▶ [Provided information]

■ ■ ■ ■ ■

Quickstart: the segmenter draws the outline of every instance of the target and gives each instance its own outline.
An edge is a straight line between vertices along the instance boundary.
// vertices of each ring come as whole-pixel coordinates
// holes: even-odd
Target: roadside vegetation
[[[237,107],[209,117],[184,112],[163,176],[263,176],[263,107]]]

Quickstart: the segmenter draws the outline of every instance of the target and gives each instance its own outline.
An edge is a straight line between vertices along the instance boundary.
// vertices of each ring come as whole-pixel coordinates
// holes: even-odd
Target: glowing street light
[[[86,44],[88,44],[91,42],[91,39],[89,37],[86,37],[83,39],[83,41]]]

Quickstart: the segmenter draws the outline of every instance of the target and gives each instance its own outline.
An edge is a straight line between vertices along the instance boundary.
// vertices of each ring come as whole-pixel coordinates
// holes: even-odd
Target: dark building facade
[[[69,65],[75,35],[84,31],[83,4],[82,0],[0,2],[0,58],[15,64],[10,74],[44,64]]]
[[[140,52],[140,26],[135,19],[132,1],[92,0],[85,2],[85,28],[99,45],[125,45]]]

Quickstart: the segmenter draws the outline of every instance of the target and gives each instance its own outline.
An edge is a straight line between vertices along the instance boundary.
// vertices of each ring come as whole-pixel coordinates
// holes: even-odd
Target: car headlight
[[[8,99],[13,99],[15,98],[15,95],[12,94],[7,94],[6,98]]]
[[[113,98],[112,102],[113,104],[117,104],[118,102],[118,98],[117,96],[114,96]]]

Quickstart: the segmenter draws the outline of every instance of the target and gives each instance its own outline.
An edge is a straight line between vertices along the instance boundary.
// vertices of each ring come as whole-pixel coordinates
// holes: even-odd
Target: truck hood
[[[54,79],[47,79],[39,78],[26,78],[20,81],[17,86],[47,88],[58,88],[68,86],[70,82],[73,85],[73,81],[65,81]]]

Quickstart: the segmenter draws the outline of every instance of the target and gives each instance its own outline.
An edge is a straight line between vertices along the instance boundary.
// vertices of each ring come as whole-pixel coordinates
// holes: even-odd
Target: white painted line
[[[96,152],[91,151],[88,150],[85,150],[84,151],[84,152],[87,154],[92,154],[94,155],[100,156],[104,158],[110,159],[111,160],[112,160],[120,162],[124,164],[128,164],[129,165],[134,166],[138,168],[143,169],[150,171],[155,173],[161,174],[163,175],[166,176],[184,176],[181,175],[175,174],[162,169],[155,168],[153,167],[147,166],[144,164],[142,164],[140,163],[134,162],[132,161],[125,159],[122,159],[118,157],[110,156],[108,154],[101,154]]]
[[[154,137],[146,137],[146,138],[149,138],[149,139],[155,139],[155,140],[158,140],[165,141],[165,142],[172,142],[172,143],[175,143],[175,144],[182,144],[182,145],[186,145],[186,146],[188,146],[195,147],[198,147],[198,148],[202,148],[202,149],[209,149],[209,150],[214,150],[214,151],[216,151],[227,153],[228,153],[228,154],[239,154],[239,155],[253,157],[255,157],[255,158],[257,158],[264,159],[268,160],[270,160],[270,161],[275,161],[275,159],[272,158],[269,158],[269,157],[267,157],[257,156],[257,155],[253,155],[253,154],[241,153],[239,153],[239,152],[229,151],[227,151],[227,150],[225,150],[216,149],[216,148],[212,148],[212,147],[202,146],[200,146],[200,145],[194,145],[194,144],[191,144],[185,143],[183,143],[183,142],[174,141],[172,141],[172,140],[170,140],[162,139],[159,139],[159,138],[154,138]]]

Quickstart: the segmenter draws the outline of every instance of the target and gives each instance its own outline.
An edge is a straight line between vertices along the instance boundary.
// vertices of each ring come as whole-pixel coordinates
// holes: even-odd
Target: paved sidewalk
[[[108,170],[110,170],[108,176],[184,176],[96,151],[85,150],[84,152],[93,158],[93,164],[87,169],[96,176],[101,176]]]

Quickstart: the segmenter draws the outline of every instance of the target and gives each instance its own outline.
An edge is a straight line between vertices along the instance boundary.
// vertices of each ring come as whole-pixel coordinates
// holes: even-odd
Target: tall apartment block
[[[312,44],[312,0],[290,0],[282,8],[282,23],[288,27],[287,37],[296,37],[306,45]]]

■ ■ ■ ■ ■

▶ [Short task] Write all of the items above as a two-column CSV with the header columns "item_text" and "answer", one row per item. Put each field in double quotes and replace every line break inside a field with a space.

▶ [Task output]
item_text,answer
"Quickstart: the segmenter draws the outline of every instance of the target and gives each instance its own outline. An edge is a straight line between vertices along the instance boundary. // vertices of each ring come as whole-pixel coordinates // holes: even-odd Target: roadside vegetation","[[[237,107],[209,117],[184,112],[163,176],[263,176],[263,107]]]"
"Quickstart: the segmenter draws the outline of every instance of the target and gives each instance its own outline. An edge is a straight line between vertices along the instance boundary. // vertices of each ring come as whole-pixel coordinates // holes: even-odd Target: glowing street light","[[[86,44],[88,44],[91,42],[91,39],[89,37],[86,37],[83,39],[83,41]]]"
"Quickstart: the segmenter draws the outline of every instance of the target and gives each instance its own outline. An edge is a straight line between vertices along the instance boundary. // vertices of each ring come as whole-pixel coordinates // holes: even-odd Target: dark building facade","[[[69,65],[75,35],[84,31],[83,4],[82,0],[0,2],[0,58],[15,64],[10,74],[44,64]]] [[[140,52],[140,26],[135,19],[132,1],[92,0],[85,2],[85,28],[99,45],[125,45]]]"
"Quickstart: the segmenter draws the outline of every instance of the target and gives each instance its own outline. An edge is a straight line between vertices along the instance boundary. // vertices of each ring come as whole-pixel coordinates // holes: even-odd Target: car headlight","[[[8,99],[13,99],[15,98],[15,95],[12,94],[7,94],[6,98]]] [[[113,98],[112,102],[113,104],[117,104],[118,102],[118,98],[117,96],[114,96]]]"
"Quickstart: the segmenter draws the outline of every instance of the target and gives each instance its own outline. An edge is a straight line between vertices along the instance boundary. // vertices of each ring come as whole-pixel coordinates // holes: even-odd Target: truck hood","[[[54,79],[47,79],[39,78],[26,78],[20,81],[17,86],[47,88],[58,88],[68,86],[70,82],[73,85],[73,81],[65,81]]]"
"Quickstart: the segmenter draws the outline of every instance of the target and gives each instance its own outline. An edge is a straight line between vertices along the instance boundary. // vertices of each ring come as whole-pixel coordinates // holes: even-odd Target: white painted line","[[[96,152],[91,151],[88,150],[85,150],[84,151],[84,152],[87,154],[92,154],[94,155],[100,156],[104,158],[110,159],[111,160],[112,160],[120,162],[124,164],[128,164],[129,165],[134,166],[138,168],[143,169],[150,171],[155,173],[161,174],[163,175],[166,176],[184,176],[181,175],[175,174],[162,169],[155,168],[153,167],[147,166],[144,164],[142,164],[140,163],[134,162],[132,161],[125,159],[122,159],[118,157],[110,156],[108,154],[101,154]]] [[[154,137],[146,137],[146,138],[149,138],[149,139],[155,139],[155,140],[158,140],[165,141],[165,142],[172,142],[172,143],[175,143],[175,144],[182,144],[182,145],[186,145],[186,146],[188,146],[195,147],[198,147],[198,148],[202,148],[202,149],[209,149],[209,150],[214,150],[214,151],[216,151],[227,153],[228,153],[228,154],[239,154],[239,155],[253,157],[255,157],[255,158],[257,158],[264,159],[268,160],[270,160],[270,161],[275,161],[275,159],[272,158],[269,158],[269,157],[267,157],[257,156],[257,155],[253,155],[253,154],[241,153],[239,153],[239,152],[229,151],[227,151],[227,150],[225,150],[216,149],[216,148],[212,148],[212,147],[202,146],[200,146],[200,145],[194,145],[194,144],[191,144],[185,143],[183,143],[183,142],[174,141],[172,141],[172,140],[170,140],[162,139],[159,139],[159,138],[154,138]]]"
"Quickstart: the segmenter draws the outline of every instance of the target and gives each instance its own outline. An edge is a straight line between vertices along the instance boundary. // vertices of each ring come as whole-pixel coordinates // holes: even-odd Target: paved sidewalk","[[[108,170],[110,170],[108,176],[184,176],[96,151],[85,150],[84,152],[93,158],[93,164],[87,169],[96,176],[101,176]]]"
"Quickstart: the segmenter draws the outline of every instance of the target and gives each instance its own outline. An edge is a straight line between vertices along the instance boundary. // vertices of each ring come as whole-pixel coordinates // holes: even-odd Target: tall apartment block","[[[312,44],[312,0],[290,0],[282,8],[282,23],[288,27],[287,37],[296,37],[306,45]]]"